### Aim of the task:
Copy out every one of the rows below word for word, without changing anything.

### Working data:
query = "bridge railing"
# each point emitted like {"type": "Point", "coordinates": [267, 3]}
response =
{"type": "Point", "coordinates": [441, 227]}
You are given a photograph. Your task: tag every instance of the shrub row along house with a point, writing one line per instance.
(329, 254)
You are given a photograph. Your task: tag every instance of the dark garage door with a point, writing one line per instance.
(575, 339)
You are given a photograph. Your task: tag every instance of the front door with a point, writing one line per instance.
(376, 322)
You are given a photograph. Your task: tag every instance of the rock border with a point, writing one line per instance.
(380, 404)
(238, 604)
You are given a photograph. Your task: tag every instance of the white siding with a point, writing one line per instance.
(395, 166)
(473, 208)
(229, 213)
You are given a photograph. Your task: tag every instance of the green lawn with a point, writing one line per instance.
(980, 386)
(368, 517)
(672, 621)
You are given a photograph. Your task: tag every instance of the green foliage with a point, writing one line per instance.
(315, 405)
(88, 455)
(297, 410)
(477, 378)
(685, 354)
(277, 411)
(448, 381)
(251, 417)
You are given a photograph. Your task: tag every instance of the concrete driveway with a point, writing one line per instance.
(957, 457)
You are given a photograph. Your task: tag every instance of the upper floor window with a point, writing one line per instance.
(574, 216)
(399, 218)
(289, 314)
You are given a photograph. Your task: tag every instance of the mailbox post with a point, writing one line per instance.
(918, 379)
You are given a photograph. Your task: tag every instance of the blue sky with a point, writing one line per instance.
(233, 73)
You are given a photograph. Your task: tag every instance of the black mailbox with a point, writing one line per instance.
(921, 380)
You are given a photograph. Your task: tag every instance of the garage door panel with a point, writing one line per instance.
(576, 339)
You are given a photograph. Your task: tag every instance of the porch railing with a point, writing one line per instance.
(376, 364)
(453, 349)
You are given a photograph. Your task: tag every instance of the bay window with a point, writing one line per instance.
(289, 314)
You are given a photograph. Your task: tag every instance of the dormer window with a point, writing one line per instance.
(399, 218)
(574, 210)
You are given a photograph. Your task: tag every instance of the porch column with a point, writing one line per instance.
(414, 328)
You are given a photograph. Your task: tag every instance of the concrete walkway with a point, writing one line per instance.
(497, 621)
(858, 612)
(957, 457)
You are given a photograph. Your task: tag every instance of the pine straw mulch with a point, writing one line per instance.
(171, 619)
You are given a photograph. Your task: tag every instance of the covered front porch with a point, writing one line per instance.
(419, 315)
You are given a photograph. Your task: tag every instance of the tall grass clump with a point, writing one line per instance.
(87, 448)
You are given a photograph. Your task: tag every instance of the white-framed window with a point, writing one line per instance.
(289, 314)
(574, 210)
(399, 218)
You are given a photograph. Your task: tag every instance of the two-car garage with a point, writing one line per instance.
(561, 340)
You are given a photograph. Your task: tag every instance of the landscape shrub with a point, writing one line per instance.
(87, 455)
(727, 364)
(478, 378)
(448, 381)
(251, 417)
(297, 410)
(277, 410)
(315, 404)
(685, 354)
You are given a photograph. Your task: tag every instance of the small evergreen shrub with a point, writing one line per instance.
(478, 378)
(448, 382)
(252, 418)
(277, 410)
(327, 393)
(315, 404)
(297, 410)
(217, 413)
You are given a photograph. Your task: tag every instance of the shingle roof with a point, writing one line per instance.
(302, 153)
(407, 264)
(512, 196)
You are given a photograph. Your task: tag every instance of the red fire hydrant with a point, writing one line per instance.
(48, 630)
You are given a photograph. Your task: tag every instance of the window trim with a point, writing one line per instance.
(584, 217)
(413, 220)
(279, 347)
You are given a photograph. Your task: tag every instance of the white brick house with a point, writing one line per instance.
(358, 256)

### Complete output:
query = "bridge railing"
# each point emitted like {"type": "Point", "coordinates": [267, 3]}
response =
{"type": "Point", "coordinates": [441, 227]}
You are given a photograph. Your task: tag every instance of the shrub row along house with a point, writing one line per instance.
(329, 254)
You are given a photograph. Your task: tag every instance of the dark garage door with a point, writing one line per instance.
(575, 339)
You are given a photograph. Your task: tag every instance of the front door with a point, writing one line per instance.
(376, 322)
You are given a photograph. Your task: tag every instance of the rock border with a point, writing one line per instance.
(380, 404)
(238, 604)
You are given a photograph. Your task: tag every instance of the white siding with a point, writing one line per instance.
(395, 166)
(473, 208)
(229, 213)
You are given a photograph. Your task: tag every instance of the green lawn with a point, writing one line per instance.
(980, 386)
(368, 517)
(672, 621)
You are given a photograph. Your task: tag every instance of the green foliage with a point, writing one line per instance.
(315, 405)
(88, 455)
(297, 410)
(477, 378)
(685, 354)
(277, 411)
(448, 381)
(251, 417)
You are given a photograph. Your task: tag every instance of the concrete driveway with a point, writing one line per instance.
(957, 457)
You are given a photograph. Your task: tag every instance of the upper floor window with a point, writing one line per instance.
(574, 216)
(399, 218)
(289, 314)
You are given a photograph. Your task: tag every instance of the mailbox post with a point, writing one line per instance.
(918, 379)
You are given a photograph. Your task: tag every instance of the blue sky with a point, writing one line per instance.
(233, 73)
You are given a photograph. Your task: tag every instance of the black mailbox with a point, writing one line per instance.
(921, 380)
You are given a photograph. Your task: tag every instance of the garage door panel with a point, writing one line per instance.
(576, 339)
You are given a photograph. Your task: tag every instance of the porch railing with a point, writing one line per instance.
(376, 364)
(453, 349)
You are given a photograph. Your task: tag every instance of the bay window with a point, writing one line per instance.
(289, 314)
You are given a photograph. Your task: tag every instance of the dormer window with a point, writing one line per instance.
(399, 218)
(574, 210)
You are given a photograph. Your task: tag every instance of the porch column with a point, writing one line per instance.
(414, 328)
You are given a photograph. Your task: tag every instance of the concrete walkway with a point, writing one line per instance.
(497, 621)
(858, 612)
(957, 457)
You are given a photograph. Your task: tag every instance of the pine straw mulch with a point, writing one line per instance.
(171, 619)
You are given a photograph. Your task: tag every instance of the covered front porch with a point, writing one line per instance.
(419, 315)
You are given a photograph. Your task: tag every instance of the tall grass clump with a point, writing one line per instance.
(87, 448)
You are given a photograph. Your task: tag every instance of the white-framed window with a point, writing one line per instance.
(289, 314)
(574, 210)
(399, 218)
You are given a photograph. Your task: tag every instance of the two-car garage with a point, writing one line per instance.
(561, 340)
You are given a photograph. Your task: tag every instance of the landscape shrub with a point, writing one line per instance.
(87, 455)
(727, 364)
(478, 378)
(448, 381)
(251, 417)
(297, 410)
(277, 410)
(315, 404)
(685, 354)
You are given a photograph. Your task: tag every instance of the small evergreen shrub with a point, writing one line per instance.
(478, 378)
(448, 382)
(252, 418)
(277, 410)
(327, 393)
(315, 404)
(297, 410)
(217, 413)
You are given a photograph. Your task: tag every instance of the shingle roof with a point, writing one line per instance.
(302, 153)
(407, 264)
(512, 196)
You are given a photograph. Your task: tag every instance of the red fire hydrant with a point, writing one line per instance.
(48, 630)
You are given a photograph. Your task: tag every instance of the window trim with a point, writing one line per instance.
(584, 217)
(413, 220)
(279, 347)
You are given a photograph. Your task: tag every instance of the white brick house with a point, writing one line per instance.
(358, 256)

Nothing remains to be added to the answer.